**ACTION ITEM**
Put every line of the rows below into a JSON list of strings, one string per line, skipping any blank lines.

**Stored data**

····················

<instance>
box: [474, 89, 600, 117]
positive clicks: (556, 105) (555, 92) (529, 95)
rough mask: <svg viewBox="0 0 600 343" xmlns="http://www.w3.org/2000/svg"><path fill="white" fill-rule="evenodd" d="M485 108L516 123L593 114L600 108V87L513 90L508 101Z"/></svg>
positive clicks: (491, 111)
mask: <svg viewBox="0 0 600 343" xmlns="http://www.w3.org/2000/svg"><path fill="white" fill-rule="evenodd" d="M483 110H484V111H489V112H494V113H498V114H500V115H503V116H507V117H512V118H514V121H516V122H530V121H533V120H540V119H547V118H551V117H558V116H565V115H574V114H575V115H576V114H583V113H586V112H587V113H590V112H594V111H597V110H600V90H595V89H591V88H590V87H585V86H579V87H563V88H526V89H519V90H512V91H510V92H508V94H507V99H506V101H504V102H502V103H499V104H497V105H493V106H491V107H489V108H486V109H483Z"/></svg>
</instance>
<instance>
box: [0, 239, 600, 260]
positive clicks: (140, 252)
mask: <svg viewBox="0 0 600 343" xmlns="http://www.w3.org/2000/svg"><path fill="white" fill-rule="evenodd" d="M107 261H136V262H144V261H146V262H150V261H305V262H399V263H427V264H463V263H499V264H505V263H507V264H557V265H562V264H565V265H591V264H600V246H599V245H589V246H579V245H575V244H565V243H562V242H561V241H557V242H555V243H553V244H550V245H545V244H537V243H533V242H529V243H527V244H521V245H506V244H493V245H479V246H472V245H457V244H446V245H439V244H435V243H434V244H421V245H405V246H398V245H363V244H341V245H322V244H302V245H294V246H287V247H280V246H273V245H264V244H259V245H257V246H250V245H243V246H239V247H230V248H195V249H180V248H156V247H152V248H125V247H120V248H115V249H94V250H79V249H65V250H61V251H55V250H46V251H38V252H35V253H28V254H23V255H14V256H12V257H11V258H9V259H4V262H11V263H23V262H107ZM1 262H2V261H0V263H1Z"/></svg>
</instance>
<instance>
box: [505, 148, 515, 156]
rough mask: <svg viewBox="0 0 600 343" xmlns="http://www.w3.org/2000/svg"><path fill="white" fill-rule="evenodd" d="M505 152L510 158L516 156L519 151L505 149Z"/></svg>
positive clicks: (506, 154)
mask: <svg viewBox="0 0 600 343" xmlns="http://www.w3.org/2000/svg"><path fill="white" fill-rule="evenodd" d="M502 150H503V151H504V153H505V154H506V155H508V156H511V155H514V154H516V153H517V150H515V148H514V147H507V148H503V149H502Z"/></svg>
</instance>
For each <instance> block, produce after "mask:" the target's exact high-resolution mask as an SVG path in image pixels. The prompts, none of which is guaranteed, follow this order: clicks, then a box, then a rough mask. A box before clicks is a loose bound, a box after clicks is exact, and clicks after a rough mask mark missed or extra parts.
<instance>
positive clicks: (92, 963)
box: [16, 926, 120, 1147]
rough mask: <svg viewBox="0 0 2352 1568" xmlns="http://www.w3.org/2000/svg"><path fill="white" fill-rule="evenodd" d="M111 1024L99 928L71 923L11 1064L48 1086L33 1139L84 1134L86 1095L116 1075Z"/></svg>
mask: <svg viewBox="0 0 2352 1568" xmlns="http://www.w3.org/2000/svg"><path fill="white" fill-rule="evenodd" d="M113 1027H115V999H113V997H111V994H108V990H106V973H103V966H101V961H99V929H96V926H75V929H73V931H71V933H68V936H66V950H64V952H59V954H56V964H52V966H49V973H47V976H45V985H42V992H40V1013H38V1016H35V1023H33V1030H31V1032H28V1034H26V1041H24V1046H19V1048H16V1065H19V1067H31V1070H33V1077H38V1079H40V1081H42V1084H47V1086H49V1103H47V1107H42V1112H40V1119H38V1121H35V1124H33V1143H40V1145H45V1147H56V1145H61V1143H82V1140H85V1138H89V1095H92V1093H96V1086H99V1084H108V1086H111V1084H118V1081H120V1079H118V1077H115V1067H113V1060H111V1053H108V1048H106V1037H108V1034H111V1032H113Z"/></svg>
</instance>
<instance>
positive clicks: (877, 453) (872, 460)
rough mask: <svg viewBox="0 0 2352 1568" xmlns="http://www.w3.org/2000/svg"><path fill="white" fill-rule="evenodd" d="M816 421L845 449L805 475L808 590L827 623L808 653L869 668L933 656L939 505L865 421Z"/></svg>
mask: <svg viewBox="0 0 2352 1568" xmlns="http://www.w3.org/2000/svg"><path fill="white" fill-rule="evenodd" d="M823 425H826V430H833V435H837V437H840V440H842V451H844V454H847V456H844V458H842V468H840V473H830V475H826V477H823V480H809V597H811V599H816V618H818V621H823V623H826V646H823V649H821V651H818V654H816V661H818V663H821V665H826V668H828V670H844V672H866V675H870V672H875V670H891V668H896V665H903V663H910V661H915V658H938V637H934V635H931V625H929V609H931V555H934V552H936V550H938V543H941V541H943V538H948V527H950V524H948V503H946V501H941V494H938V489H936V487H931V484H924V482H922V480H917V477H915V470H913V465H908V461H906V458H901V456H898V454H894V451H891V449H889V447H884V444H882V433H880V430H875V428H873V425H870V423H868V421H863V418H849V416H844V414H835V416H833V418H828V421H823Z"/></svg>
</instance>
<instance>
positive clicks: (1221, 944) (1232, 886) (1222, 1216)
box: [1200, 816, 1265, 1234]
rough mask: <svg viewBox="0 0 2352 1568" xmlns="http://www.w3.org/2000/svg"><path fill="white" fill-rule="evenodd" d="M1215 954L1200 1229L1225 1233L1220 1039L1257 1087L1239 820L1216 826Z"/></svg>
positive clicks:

····················

**RESPONSE FOR THIS EXERCISE**
[
  "<instance>",
  "box: [474, 89, 600, 117]",
  "positive clicks: (556, 105) (555, 92) (529, 95)",
  "rough mask: <svg viewBox=\"0 0 600 343\" xmlns=\"http://www.w3.org/2000/svg\"><path fill=\"white\" fill-rule=\"evenodd\" d=\"M485 108L516 123L593 114L600 108V87L513 90L508 101Z\"/></svg>",
  "positive clicks: (491, 111)",
  "mask: <svg viewBox=\"0 0 600 343\" xmlns=\"http://www.w3.org/2000/svg\"><path fill=\"white\" fill-rule=\"evenodd\" d=\"M483 110H484V111H489V112H494V113H498V114H500V115H503V116H507V117H512V118H514V121H516V122H530V121H533V120H540V119H547V118H551V117H558V116H565V115H574V114H575V115H576V114H583V113H586V112H587V113H590V112H594V111H597V110H600V90H595V89H591V88H590V87H585V86H579V87H563V88H526V89H519V90H512V91H510V92H508V94H507V99H506V101H504V102H502V103H499V104H497V105H493V106H491V107H489V108H486V109H483Z\"/></svg>",
  "</instance>",
  "<instance>",
  "box: [0, 239, 600, 260]",
  "positive clicks: (140, 252)",
  "mask: <svg viewBox=\"0 0 600 343\" xmlns=\"http://www.w3.org/2000/svg\"><path fill=\"white\" fill-rule=\"evenodd\" d=\"M107 261H136V262H144V261H146V262H150V261H305V262H399V263H427V264H463V263H499V264H505V263H507V264H557V265H562V264H565V265H591V264H600V246H599V245H589V246H579V245H575V244H565V243H562V242H561V241H557V242H555V243H553V244H550V245H545V244H537V243H533V242H529V243H527V244H521V245H506V244H493V245H479V246H472V245H457V244H446V245H439V244H435V243H434V244H421V245H405V246H398V245H363V244H341V245H322V244H302V245H294V246H287V247H280V246H273V245H264V244H259V245H257V246H250V245H243V246H239V247H230V248H195V249H180V248H156V247H152V248H125V247H120V248H115V249H94V250H79V249H65V250H61V251H55V250H46V251H38V252H35V253H28V254H23V255H14V256H12V257H11V258H9V259H4V262H11V263H23V262H107ZM1 262H2V261H0V263H1Z\"/></svg>",
  "</instance>",
  "<instance>",
  "box: [505, 148, 515, 156]",
  "rough mask: <svg viewBox=\"0 0 600 343\" xmlns=\"http://www.w3.org/2000/svg\"><path fill=\"white\" fill-rule=\"evenodd\" d=\"M505 152L510 158L516 156L519 151L505 149Z\"/></svg>",
  "positive clicks: (506, 154)",
  "mask: <svg viewBox=\"0 0 600 343\" xmlns=\"http://www.w3.org/2000/svg\"><path fill=\"white\" fill-rule=\"evenodd\" d=\"M502 150H503V151H504V153H505V154H506V155H508V156H511V155H514V154H516V153H517V150H515V148H514V147H507V148H503V149H502Z\"/></svg>",
  "</instance>",
  "For each <instance> block, produce after \"mask:\" the target's exact high-resolution mask as an SVG path in image pixels. The prompts, none of which is guaranteed, follow this order: clicks, then a box, then a rough mask. A box before clicks is a loose bound, a box after clicks is exact, and clicks after a rough mask mark missed or extra parts.",
  "<instance>",
  "positive clicks: (92, 963)",
  "box: [16, 926, 120, 1147]",
  "rough mask: <svg viewBox=\"0 0 2352 1568\" xmlns=\"http://www.w3.org/2000/svg\"><path fill=\"white\" fill-rule=\"evenodd\" d=\"M111 1024L99 928L71 923L11 1064L48 1086L33 1139L84 1134L86 1095L116 1075Z\"/></svg>",
  "mask: <svg viewBox=\"0 0 2352 1568\" xmlns=\"http://www.w3.org/2000/svg\"><path fill=\"white\" fill-rule=\"evenodd\" d=\"M113 1027H115V999H113V997H111V994H108V990H106V973H103V966H101V961H99V929H96V926H75V929H73V931H71V933H68V936H66V950H64V952H59V954H56V964H52V966H49V973H47V976H45V985H42V992H40V1013H38V1016H35V1023H33V1030H31V1032H28V1034H26V1041H24V1046H19V1048H16V1065H19V1067H31V1070H33V1077H38V1079H40V1081H42V1084H47V1086H49V1103H47V1107H42V1112H40V1119H38V1121H35V1124H33V1143H40V1145H45V1147H56V1145H61V1143H82V1140H85V1138H89V1095H92V1093H96V1086H99V1084H108V1086H111V1084H118V1081H120V1079H118V1077H115V1067H113V1060H111V1053H108V1048H106V1037H108V1034H111V1032H113Z\"/></svg>",
  "</instance>",
  "<instance>",
  "positive clicks: (877, 453) (872, 460)",
  "rough mask: <svg viewBox=\"0 0 2352 1568\" xmlns=\"http://www.w3.org/2000/svg\"><path fill=\"white\" fill-rule=\"evenodd\" d=\"M816 421L845 449L805 475L808 590L827 623L808 653L869 668L933 656L939 505L865 421Z\"/></svg>",
  "mask: <svg viewBox=\"0 0 2352 1568\" xmlns=\"http://www.w3.org/2000/svg\"><path fill=\"white\" fill-rule=\"evenodd\" d=\"M823 425H826V430H833V435H837V437H840V440H842V451H844V454H847V456H844V458H842V468H840V473H830V475H826V477H823V480H809V597H811V599H816V618H818V621H823V623H826V646H823V649H821V651H818V654H816V661H818V663H821V665H826V668H828V670H844V672H866V675H870V672H875V670H891V668H896V665H903V663H910V661H915V658H938V637H934V635H931V625H929V609H931V555H934V552H936V550H938V543H941V541H943V538H948V527H950V524H948V503H946V501H941V494H938V489H936V487H931V484H924V482H922V480H917V477H915V470H913V465H908V461H906V458H901V456H898V454H894V451H891V449H889V447H884V444H882V433H880V430H875V428H873V425H870V423H868V421H863V418H849V416H844V414H835V416H833V418H828V421H823Z\"/></svg>",
  "</instance>",
  "<instance>",
  "positive clicks: (1221, 944) (1232, 886) (1222, 1216)",
  "box: [1200, 816, 1265, 1234]",
  "rough mask: <svg viewBox=\"0 0 2352 1568\" xmlns=\"http://www.w3.org/2000/svg\"><path fill=\"white\" fill-rule=\"evenodd\" d=\"M1215 954L1200 1229L1225 1233L1220 1039L1257 1087L1239 820L1216 826Z\"/></svg>",
  "positive clicks:"
]